Document segment
______
Background: Education for Sustainable Development (ESD) is a holistic approach to achieving the globally-agreed Sustainable Development Goals (SDGs) (United Nations, 2015) that emphasises learning for sustainability rather than about sustainability. ESD-infused curricula are characterised by three key ingredients:
- sustainability-related conceptual content that underpins the SDGs;
- skills development framed around the key competencies for sustainability (Advance HE/QAA 2021); and
- learning via transformative pedagogies that are central to future-focused curricula (Price et al., 2024).
ESD completely aligns with active learning pedagogies in calling for transformative, participatory methods that employ a head-heart-hands approach (Sipos et al., 2008), and where students learn by doing using authentic, real-world examples (Thomas, 2009; Sterling, 2012; Price et al., 2021). The UNESCO-endorsed CoDesignS ESD Framework (Ahmad et al., 2023) embodies these principles and has been adopted by the University to implement its strategy for embedding ESD through all programmes. The Active Learning CoP is an important conduit for providing and promoting staff development around ESD, collating resources, engaging participants in debate, sharing practice, initiating projects, and providing support and mentoring. Situating ESD within the Active Learning CoP helps to debunk a common myth that ESD is merely teaching about the SDGs, and reinforces the importance of active pedagogies. Underpinning our ESD activities within the CoP, we draw upon an exemplar from current teaching practice that was co-created with students using the CoDesignS ESD Framework (Nicholson et al., 2004).
Example: Professional Geographer is a core first-year module for around 100 students from several undergraduate programmes in the Department of Natural Sciences. Ostensibly, the module aim is to support students’ development of academic and professional skills. Recognising that in the absence of a discipline context, skills education has the potential to be dry and unengaging (Allan & Clarke, 2007), the module is built around a pedagogy of enquiry-based learning in project teams, and conceptually framed within the theme of global sustainability challenges. Teams choose their own project topics with an authentic, real-world basis, and this has proved to be a key motivator, enhancing engagement. Project topics chosen include inequality in fast fashion, food and/or water poverty, and the lifecycle carbon footprint of mobile phones. Team projects happen over one semester (12 weeks) and are supported by weekly workshops and small group tutorials. In these, skills are introduced and developed ‘just-in-time’ (i.e. as needed, as relevant) and there are multiple opportunities for formative feedback and peer learning. Assessed team projects are presented at an end-of-semester showcase event to maximise the social element. Individual assessed elements comprise:
- a written critical review on a project sub-theme; and
- an online professional development portfolio evidencing students’ experiences, achievements, learning, and reflections.
Workshops and tutorials include mini ‘chunks’ of conceptual content and learning activities around sustainable development themes; guided practice linked to specific skills development; and a mixture of individual, team-based, directed and self-directed project activities. Collectively, these activities align with the three ‘head, heart, hands’ (3H) learning domains (Sipos et al., 2008), reinforce the interconnectedness of the SDGs, and promote interdisciplinarity (Table 3).
______
Goal A
Please rewrite the ESD passage from "Background: Education for" up to and including "et al., 2024).", changing "transformative pedagogies" to "participatory pedagogies".
Goal B
According to the ESD passage, about how many students take the Professional Geographer module?

Available data
______
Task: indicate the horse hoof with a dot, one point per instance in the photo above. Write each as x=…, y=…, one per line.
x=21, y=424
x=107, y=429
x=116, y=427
______
Written answer A
Background: Education for Sustainable Development (ESD) is a holistic approach to achieving the globally-agreed Sustainable Development Goals (SDGs) (United Nations, 2015) that emphasises learning for sustainability rather than about sustainability. ESD-infused curricula are characterised by three key ingredients:
- sustainability-related conceptual content that underpins the SDGs;
- skills development framed around the key competencies for sustainability (Advance HE/QAA 2021); and
- learning via participatory pedagogies that are central to future-focused curricula (Price et al., 2024).

Written answer B
Around 100 students.